(Records)
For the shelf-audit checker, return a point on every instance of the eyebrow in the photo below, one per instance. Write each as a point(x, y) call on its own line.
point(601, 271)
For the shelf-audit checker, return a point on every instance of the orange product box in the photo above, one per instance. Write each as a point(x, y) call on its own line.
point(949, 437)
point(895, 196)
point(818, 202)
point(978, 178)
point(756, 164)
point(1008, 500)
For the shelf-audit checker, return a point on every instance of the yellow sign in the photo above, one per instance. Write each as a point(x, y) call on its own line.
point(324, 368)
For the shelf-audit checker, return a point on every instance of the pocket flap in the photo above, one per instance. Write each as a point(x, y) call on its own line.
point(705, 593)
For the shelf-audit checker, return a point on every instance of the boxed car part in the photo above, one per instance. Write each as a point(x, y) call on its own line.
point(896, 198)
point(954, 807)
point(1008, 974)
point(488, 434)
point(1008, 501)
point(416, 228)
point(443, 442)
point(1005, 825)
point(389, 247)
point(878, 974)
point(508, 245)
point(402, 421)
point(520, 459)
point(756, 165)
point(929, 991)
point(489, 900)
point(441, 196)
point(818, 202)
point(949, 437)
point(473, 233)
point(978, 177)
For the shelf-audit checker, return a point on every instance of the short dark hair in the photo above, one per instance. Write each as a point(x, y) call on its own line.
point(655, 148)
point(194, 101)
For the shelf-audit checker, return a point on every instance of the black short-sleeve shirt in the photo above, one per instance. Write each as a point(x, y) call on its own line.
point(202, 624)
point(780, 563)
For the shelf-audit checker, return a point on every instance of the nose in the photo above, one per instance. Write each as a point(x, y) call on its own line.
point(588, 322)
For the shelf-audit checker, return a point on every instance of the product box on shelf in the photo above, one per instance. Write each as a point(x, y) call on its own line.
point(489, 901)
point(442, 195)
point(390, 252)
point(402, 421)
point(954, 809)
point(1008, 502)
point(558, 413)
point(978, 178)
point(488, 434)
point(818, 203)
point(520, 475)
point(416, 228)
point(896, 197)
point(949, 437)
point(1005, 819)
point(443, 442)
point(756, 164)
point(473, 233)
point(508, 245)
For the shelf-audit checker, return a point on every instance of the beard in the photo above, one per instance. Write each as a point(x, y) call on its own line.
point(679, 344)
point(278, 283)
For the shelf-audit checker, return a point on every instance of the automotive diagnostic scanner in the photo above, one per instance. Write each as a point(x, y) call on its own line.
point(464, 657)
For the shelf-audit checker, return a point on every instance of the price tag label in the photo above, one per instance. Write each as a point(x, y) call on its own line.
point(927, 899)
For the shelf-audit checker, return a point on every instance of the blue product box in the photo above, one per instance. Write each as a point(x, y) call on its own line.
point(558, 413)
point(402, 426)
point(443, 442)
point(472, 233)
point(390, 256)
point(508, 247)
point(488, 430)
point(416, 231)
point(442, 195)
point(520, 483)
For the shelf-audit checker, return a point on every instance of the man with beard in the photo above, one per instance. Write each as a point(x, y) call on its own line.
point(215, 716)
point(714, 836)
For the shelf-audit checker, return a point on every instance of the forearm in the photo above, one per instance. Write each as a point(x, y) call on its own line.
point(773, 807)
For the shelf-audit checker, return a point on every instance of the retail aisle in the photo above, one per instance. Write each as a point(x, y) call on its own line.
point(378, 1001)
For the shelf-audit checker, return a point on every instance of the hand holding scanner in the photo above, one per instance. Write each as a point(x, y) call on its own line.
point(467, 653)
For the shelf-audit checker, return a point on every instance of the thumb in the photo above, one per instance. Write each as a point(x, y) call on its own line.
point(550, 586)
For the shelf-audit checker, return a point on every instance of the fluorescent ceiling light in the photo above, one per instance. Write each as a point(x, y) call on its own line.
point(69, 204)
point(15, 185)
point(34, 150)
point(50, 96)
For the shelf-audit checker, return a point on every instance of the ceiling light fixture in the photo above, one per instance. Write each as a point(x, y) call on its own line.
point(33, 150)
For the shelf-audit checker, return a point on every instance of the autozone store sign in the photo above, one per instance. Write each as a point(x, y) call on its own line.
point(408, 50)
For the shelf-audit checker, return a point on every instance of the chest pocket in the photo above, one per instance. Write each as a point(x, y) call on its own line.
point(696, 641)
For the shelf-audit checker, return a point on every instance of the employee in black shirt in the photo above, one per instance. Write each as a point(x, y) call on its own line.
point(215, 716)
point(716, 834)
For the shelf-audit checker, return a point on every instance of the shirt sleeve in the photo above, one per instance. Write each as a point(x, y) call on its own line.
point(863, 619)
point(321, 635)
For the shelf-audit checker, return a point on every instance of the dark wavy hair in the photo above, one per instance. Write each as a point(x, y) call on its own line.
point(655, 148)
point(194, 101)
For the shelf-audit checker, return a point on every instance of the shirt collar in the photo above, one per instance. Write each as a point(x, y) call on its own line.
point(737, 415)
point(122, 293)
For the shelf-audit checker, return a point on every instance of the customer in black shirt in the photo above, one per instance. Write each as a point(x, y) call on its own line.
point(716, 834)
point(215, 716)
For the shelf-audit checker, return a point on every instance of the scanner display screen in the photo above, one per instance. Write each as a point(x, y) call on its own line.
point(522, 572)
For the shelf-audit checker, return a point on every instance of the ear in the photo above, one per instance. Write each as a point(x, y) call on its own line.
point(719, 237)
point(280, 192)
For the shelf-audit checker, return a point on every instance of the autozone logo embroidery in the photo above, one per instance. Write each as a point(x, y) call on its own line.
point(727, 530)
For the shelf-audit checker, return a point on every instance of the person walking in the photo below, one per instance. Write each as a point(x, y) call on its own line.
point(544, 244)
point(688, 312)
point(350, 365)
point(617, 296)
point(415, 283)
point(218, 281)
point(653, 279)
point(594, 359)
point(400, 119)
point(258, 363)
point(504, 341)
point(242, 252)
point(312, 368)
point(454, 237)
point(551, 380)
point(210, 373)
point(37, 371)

◆ WORK TO DO:
Rewrite all of the material above as a numbered list, leaving out any blank lines.

◆ SOLUTION FOR THIS TASK:
1. For the shelf-audit checker, return a point on every instance of the eyebrow in the photo below, one per instance. Write each as a point(x, y) call on its own line.
2. point(601, 271)
3. For the shelf-audit checker, return a point on every instance of the orange product box in the photo above, one per instance. Write each as a point(x, y) call on its own line.
4. point(949, 437)
5. point(895, 196)
6. point(818, 202)
7. point(978, 178)
8. point(756, 164)
9. point(1008, 500)
10. For the shelf-audit checker, return a point on every instance of the yellow sign in the photo above, one per instance. Write each as a point(x, y) call on its own line.
11. point(324, 368)
12. For the shelf-audit checker, return a point on every instance of the pocket flap in the photo above, one per instance. Write each as a point(x, y) call on its own line.
13. point(705, 593)
14. For the shelf-audit checker, return a point on every instance of the boxed car part in the photo above, one per instance. Write each as a point(x, y) call on its own line.
15. point(896, 198)
16. point(954, 807)
17. point(1008, 974)
18. point(488, 434)
19. point(1008, 501)
20. point(416, 228)
21. point(443, 442)
22. point(1005, 825)
23. point(389, 247)
24. point(878, 974)
25. point(508, 245)
26. point(402, 421)
27. point(520, 459)
28. point(756, 165)
29. point(929, 991)
30. point(489, 900)
31. point(441, 196)
32. point(818, 202)
33. point(949, 437)
34. point(473, 233)
35. point(978, 177)
36. For the shelf-audit checker, return a point on every instance of the short dark hair in the photo above, one per instance. Write each as a point(x, y) call on its own line.
37. point(655, 148)
38. point(194, 101)
39. For the shelf-audit checker, return a point on every instance of the black short-sleeve shirt in the photo above, one per instance. Write each as a point(x, y) call on its own line.
40. point(202, 624)
41. point(780, 563)
42. For the shelf-audit checker, return a point on every instance of the nose in the photo above, one per instance. Write each as a point(x, y) call on its own line.
43. point(588, 322)
44. For the shelf-audit checker, return a point on every instance of the product box on shelf in the photo above, one per instance. Write each as a point(x, y) call on its own line.
45. point(489, 901)
46. point(442, 195)
47. point(390, 252)
48. point(402, 421)
49. point(954, 809)
50. point(1008, 502)
51. point(558, 413)
52. point(978, 178)
53. point(488, 434)
54. point(818, 203)
55. point(520, 475)
56. point(416, 228)
57. point(896, 197)
58. point(949, 437)
59. point(1005, 819)
60. point(443, 442)
61. point(756, 164)
62. point(473, 233)
63. point(508, 245)
64. For the shelf-audit checker, return a point on every instance of the beard in the photo above, one per instance. Write each as a point(x, y) call on its own line.
65. point(679, 344)
66. point(278, 283)
67. For the shelf-audit checker, return a point on every instance of the automotive diagnostic scanner in the photo above, one per instance. Write each as a point(x, y) call on its own line.
68. point(464, 657)
69. For the shelf-audit checker, return a point on every instance of the price tag label in the photo above, one per instance. Write each as a point(x, y) call on its own line.
70. point(927, 899)
71. For the shelf-audit checker, return a point on every instance of the blue product box in the photo above, one per instance. Write each as a point(x, y) call on its own line.
72. point(558, 413)
73. point(402, 426)
74. point(443, 442)
75. point(472, 233)
76. point(390, 256)
77. point(508, 247)
78. point(488, 430)
79. point(416, 231)
80. point(442, 195)
81. point(520, 483)
82. For the shelf-audit checker, return a point on every instance of the man with beard in the photo above, one per instance. Write each as a point(x, y) call on its own line.
83. point(215, 716)
84. point(714, 836)
85. For the shelf-audit checker, return a point on every instance of the forearm in the photo above, one per instance. Write each as a point(x, y) call on its own line.
86. point(773, 807)
87. For the shelf-audit checker, return a point on every instance of the retail aisle in the photo above, one per instance. Write each as a point(x, y) call on its own line.
88. point(378, 1001)
89. For the shelf-audit checker, return a point on every instance of the hand holding scanner in the photo above, one per instance. Write each as a point(x, y) call on its own line.
90. point(467, 653)
91. For the shelf-audit checker, return a point on every instance of the thumb in the photo above, one per instance. Write each as a point(x, y) call on its own line.
92. point(550, 586)
93. For the shelf-audit checker, return a point on every instance of the fluorescent ceiling light in the photo above, one per instance. Write each as a point(x, y) call on its own line.
94. point(69, 204)
95. point(15, 185)
96. point(34, 150)
97. point(50, 96)
98. For the shelf-audit checker, return a point on every instance of the ceiling light fixture in the photo above, one per instance. Write each as a point(x, y) call on its own line.
99. point(33, 150)
100. For the shelf-audit checker, return a point on every instance of the autozone store sign in the photo above, one per instance. Write each as a point(x, y) call on its own line.
101. point(408, 50)
102. For the shelf-audit checker, return a point on every instance of the chest pocket in the photo above, one per instance. Write each as a point(x, y) call on its own line.
103. point(696, 641)
104. For the shelf-audit checker, return a point on every instance of the employee in black shirt in the photo above, one per instance. Write each as a point(x, y) call on its own line.
105. point(215, 716)
106. point(716, 834)
107. For the shelf-audit checker, return a point on every instance of the shirt sleeve in the photo above, one per instance. Write each as a point(x, y) call on its own line.
108. point(863, 619)
109. point(321, 635)
110. For the shelf-audit checker, return a point on every instance of the dark wavy hair in the photo above, one per instance. Write each as a point(x, y) call on its own line.
111. point(655, 148)
112. point(194, 101)
113. For the shelf-audit checker, return a point on every instance of the shirt collar in the photo above, one per instance. Write each as a point(x, y) call on its own line.
114. point(737, 415)
115. point(122, 293)
116. For the shelf-audit checker, return a point on every instance of the customer in black shirt in the photo above, one per instance. Write each as a point(x, y) call on its own line.
117. point(716, 834)
118. point(215, 716)
119. For the shelf-audit checker, return a point on every instance of the scanner display screen in the photo above, one per instance. Write each as a point(x, y) call on its own line.
120. point(522, 572)
121. For the shelf-audit checker, return a point on every instance of the ear in the photo above, one per instance. Write each as a point(x, y) call on its own line.
122. point(719, 237)
123. point(280, 192)
124. For the shelf-audit checker, return a point on every instance of the autozone logo embroidery in the photo above, one per instance. Write each as a point(x, y) call on its own line.
125. point(727, 530)
126. For the shelf-audit checker, return a point on every instance of the person walking in the photo below, one per instance. Write each as a point(x, y) call on its own line.
127. point(544, 244)
128. point(688, 312)
129. point(350, 365)
130. point(617, 296)
131. point(415, 283)
132. point(218, 281)
133. point(653, 279)
134. point(594, 359)
135. point(400, 119)
136. point(258, 363)
137. point(504, 341)
138. point(242, 252)
139. point(312, 368)
140. point(454, 237)
141. point(551, 380)
142. point(210, 373)
143. point(37, 371)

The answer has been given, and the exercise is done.